> Supplied data:
[start]
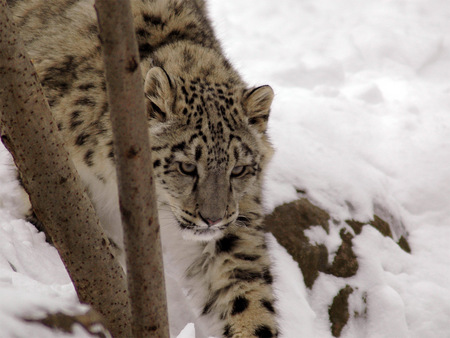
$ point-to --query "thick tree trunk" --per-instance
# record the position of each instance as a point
(134, 172)
(30, 134)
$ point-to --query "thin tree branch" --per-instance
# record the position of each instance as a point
(29, 132)
(133, 158)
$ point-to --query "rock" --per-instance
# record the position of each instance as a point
(288, 223)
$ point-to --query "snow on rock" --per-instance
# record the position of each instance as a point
(361, 126)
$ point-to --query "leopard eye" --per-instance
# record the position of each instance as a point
(187, 168)
(238, 171)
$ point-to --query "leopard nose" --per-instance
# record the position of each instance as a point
(210, 221)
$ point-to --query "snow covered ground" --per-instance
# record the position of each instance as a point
(361, 122)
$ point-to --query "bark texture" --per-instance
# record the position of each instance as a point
(134, 172)
(29, 132)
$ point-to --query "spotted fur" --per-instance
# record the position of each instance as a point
(208, 137)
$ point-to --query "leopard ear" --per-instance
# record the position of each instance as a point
(257, 103)
(160, 92)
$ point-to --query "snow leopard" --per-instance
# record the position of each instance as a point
(209, 144)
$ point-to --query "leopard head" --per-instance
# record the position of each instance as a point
(209, 148)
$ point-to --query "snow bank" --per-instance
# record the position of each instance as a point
(360, 123)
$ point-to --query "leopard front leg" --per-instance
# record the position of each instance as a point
(240, 291)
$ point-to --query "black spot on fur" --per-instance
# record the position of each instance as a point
(267, 276)
(88, 158)
(86, 86)
(156, 163)
(245, 257)
(131, 65)
(227, 332)
(144, 50)
(263, 331)
(268, 305)
(74, 124)
(157, 110)
(246, 275)
(81, 139)
(85, 101)
(226, 243)
(240, 304)
(178, 147)
(243, 220)
(211, 300)
(132, 152)
(153, 20)
(198, 153)
(143, 33)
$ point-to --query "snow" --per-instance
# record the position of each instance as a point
(360, 124)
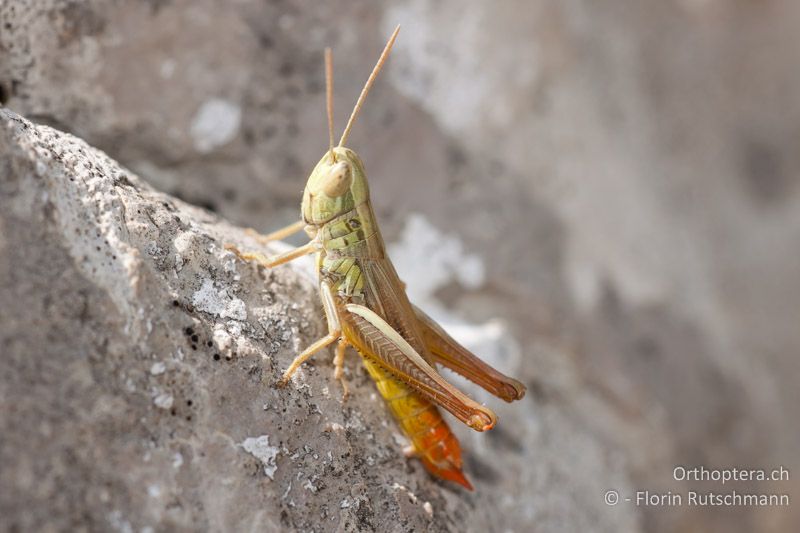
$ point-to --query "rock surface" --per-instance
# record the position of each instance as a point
(604, 196)
(139, 367)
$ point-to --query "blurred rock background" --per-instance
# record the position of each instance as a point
(621, 177)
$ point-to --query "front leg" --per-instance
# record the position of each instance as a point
(269, 262)
(277, 235)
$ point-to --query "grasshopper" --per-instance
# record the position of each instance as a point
(366, 307)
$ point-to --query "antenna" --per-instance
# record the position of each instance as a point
(368, 85)
(329, 97)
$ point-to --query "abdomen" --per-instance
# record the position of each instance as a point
(421, 421)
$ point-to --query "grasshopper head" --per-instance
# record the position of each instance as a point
(336, 185)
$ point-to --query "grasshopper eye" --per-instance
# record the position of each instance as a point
(338, 180)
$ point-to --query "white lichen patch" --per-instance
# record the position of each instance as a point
(427, 260)
(218, 302)
(164, 400)
(216, 123)
(259, 448)
(445, 259)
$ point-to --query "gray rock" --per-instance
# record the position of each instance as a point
(621, 177)
(140, 359)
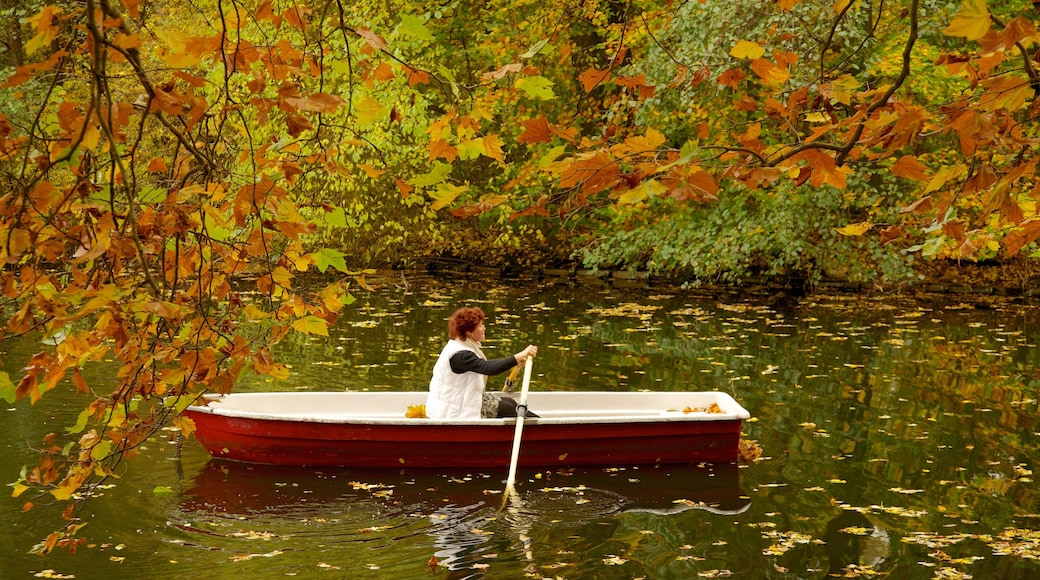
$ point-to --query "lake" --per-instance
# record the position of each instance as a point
(899, 438)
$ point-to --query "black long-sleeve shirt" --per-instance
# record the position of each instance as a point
(467, 361)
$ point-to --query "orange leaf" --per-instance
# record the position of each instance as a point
(592, 78)
(971, 21)
(405, 187)
(890, 234)
(909, 167)
(493, 148)
(372, 38)
(731, 78)
(156, 165)
(536, 131)
(442, 149)
(1029, 232)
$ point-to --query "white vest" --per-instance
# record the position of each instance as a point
(452, 395)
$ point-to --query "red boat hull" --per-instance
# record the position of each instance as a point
(432, 445)
(369, 429)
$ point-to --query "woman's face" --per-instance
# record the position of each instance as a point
(477, 333)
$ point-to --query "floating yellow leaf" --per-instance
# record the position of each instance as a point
(747, 49)
(855, 229)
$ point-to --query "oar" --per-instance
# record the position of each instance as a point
(521, 414)
(511, 380)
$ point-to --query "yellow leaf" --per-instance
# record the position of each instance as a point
(370, 170)
(176, 53)
(644, 190)
(46, 30)
(971, 21)
(493, 147)
(471, 149)
(855, 229)
(369, 110)
(445, 193)
(747, 49)
(311, 325)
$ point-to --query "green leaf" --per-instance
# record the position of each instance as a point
(330, 257)
(436, 175)
(537, 49)
(414, 26)
(80, 422)
(101, 450)
(445, 194)
(646, 189)
(536, 87)
(336, 218)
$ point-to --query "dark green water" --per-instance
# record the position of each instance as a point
(899, 438)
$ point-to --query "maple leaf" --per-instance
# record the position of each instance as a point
(731, 78)
(493, 148)
(46, 30)
(372, 40)
(445, 193)
(971, 21)
(537, 87)
(536, 131)
(442, 149)
(909, 167)
(592, 78)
[end]
How many lines of the material above contain the word "leaf"? Reply with the number alone.

> Response:
5